Supplied material:
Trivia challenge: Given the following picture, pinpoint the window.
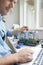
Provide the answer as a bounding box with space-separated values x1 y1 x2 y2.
20 0 43 28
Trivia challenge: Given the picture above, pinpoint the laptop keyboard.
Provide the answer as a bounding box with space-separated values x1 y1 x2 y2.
32 49 43 65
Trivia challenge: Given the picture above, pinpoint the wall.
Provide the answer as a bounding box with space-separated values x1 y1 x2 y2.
4 2 19 28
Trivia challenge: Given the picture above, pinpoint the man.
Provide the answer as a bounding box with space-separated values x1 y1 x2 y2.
0 0 32 65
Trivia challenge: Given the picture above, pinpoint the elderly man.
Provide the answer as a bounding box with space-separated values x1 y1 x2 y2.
0 0 32 65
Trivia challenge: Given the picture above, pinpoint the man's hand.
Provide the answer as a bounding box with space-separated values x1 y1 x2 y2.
16 49 33 63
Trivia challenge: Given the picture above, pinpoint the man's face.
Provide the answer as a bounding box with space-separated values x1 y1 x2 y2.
0 0 16 15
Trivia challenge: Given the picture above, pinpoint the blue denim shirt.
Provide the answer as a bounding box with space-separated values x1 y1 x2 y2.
0 15 12 56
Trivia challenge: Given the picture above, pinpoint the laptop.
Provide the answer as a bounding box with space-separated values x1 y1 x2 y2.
20 47 43 65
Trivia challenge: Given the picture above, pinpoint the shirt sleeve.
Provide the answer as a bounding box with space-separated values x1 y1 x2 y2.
0 35 11 57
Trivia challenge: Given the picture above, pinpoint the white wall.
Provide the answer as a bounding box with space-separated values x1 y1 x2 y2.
5 2 19 28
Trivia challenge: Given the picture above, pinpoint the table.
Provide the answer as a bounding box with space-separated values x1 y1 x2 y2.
8 37 42 65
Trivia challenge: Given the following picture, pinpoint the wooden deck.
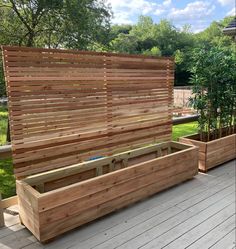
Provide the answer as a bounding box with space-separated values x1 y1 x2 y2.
0 160 236 249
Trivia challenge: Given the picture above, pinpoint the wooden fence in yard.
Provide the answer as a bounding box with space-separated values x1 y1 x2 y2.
2 46 174 177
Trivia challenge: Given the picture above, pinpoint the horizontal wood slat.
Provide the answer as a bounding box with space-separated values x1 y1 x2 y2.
2 46 174 178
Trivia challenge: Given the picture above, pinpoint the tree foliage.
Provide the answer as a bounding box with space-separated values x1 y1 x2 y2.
191 47 236 141
0 0 111 96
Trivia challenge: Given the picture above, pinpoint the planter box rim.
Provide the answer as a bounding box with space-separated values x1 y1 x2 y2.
181 133 236 145
20 141 197 198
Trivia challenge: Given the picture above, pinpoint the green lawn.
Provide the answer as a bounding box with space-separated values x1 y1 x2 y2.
0 120 197 198
172 122 198 141
0 106 8 145
0 159 16 198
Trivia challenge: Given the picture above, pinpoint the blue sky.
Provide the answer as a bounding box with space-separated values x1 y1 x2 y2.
107 0 236 32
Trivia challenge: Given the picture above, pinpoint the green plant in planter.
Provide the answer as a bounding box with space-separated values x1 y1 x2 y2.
190 47 236 141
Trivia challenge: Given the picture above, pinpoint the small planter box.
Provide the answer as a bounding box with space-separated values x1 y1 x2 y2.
17 142 198 242
179 134 236 172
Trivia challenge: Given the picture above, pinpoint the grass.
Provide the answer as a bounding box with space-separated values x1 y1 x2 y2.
0 119 197 198
0 106 8 145
172 122 198 141
0 159 16 198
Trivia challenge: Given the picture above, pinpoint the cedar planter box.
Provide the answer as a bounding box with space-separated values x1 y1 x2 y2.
17 142 198 242
179 134 236 172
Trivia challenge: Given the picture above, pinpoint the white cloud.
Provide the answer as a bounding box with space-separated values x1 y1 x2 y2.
218 0 235 6
163 0 172 7
226 7 236 16
168 1 215 21
108 0 172 24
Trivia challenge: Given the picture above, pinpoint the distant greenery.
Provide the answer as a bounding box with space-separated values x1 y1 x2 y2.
172 122 198 141
0 159 16 198
191 46 236 141
0 106 8 145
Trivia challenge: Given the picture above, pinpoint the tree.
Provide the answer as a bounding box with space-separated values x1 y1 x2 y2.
191 47 236 141
0 0 111 49
110 33 138 54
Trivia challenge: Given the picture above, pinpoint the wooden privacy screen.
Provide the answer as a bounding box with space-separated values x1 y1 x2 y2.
2 46 174 177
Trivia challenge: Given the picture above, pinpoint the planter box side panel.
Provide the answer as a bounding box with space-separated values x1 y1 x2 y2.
206 134 236 169
16 181 41 240
36 148 198 241
179 137 207 171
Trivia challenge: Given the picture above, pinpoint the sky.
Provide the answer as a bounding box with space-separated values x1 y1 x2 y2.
107 0 236 33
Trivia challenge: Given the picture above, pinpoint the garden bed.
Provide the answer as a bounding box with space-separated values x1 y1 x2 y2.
17 142 198 242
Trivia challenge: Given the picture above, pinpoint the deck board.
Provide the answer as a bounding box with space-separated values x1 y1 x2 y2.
0 160 236 249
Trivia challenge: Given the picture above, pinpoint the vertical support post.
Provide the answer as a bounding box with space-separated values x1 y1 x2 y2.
7 117 11 143
0 193 5 227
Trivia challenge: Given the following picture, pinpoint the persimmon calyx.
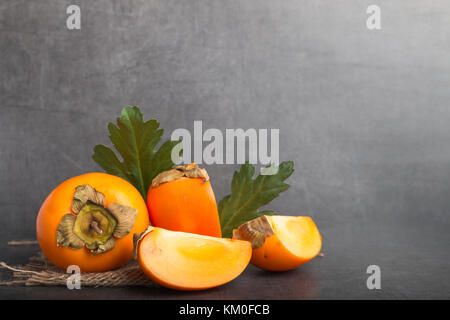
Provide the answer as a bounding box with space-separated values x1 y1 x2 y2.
233 216 275 249
56 184 137 255
151 163 209 188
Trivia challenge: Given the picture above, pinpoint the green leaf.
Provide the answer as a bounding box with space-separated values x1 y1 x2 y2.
219 161 294 238
92 106 180 199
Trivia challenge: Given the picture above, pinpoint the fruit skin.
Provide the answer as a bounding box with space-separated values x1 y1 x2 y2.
135 227 252 291
147 177 222 237
233 216 322 271
36 172 149 272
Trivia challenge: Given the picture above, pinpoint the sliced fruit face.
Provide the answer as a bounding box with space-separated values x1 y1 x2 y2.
233 216 322 271
136 227 252 290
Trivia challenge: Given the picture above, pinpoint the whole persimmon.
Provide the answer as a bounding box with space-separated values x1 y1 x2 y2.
36 172 149 272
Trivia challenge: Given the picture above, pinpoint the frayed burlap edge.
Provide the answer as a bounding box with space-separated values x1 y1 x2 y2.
0 254 156 287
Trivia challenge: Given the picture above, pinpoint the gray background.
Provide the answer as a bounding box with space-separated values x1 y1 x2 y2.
0 0 450 299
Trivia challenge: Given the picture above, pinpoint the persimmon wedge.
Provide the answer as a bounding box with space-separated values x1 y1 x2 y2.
135 226 252 290
233 216 322 271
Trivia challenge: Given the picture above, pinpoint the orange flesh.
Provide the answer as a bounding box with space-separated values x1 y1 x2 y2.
251 216 322 271
147 177 222 237
137 227 252 290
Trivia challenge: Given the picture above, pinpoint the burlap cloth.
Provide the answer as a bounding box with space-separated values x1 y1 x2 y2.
0 243 157 287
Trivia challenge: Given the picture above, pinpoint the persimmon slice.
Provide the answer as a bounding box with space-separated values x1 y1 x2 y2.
135 227 252 290
233 216 322 271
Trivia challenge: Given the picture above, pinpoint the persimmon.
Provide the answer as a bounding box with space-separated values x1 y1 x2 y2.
233 216 322 271
135 226 252 290
147 163 222 237
36 172 149 272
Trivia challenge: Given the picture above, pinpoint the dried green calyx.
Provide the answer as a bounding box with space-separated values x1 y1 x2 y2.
56 185 137 255
151 163 209 188
233 216 274 249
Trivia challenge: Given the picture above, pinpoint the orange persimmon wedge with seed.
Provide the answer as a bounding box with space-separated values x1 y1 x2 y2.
135 226 252 290
233 216 322 271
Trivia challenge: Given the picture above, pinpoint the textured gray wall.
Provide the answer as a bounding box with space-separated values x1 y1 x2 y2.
0 0 450 242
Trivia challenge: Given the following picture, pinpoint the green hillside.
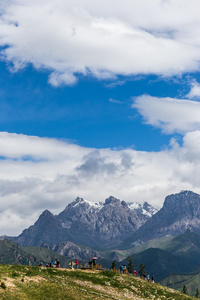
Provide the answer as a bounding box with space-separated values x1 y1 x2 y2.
122 248 185 282
0 239 69 267
161 273 200 296
99 235 174 261
0 265 195 300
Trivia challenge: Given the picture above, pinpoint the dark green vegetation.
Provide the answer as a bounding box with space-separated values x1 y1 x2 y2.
161 273 200 296
0 265 195 300
0 239 69 267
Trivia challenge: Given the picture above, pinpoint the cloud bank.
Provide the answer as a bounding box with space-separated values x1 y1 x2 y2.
132 95 200 134
0 0 200 87
0 131 200 235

Problem to work on: Convert the material as a numbered list, one item per line, with blank lines omitted, starting at the line containing "Trivia challenge: Given the picture above, pinpoint the dried" and ending at the line containing "0 0 450 242", both included.

Answer to the exercise:
1. Trivia challenge: Given the picture above, pinpoint the dried green calyx.
2. Provide the answer as a bounding box with space-separated values x1 y1 x2 y2.
3. 56 185 137 255
4. 151 163 209 188
5. 233 216 274 249
6. Trivia challenge: Given the picture above, pinpoint the orange persimmon wedge with seed.
7. Provide the answer as a bounding box with space-separated values x1 y1 x2 y2.
8. 135 226 252 290
9. 233 216 322 271
10. Trivia challenge: Given the picture above, pinpoint the textured gray wall.
11. Provide the answer as a bounding box with space-separated values x1 y1 x2 y2.
12. 0 0 450 242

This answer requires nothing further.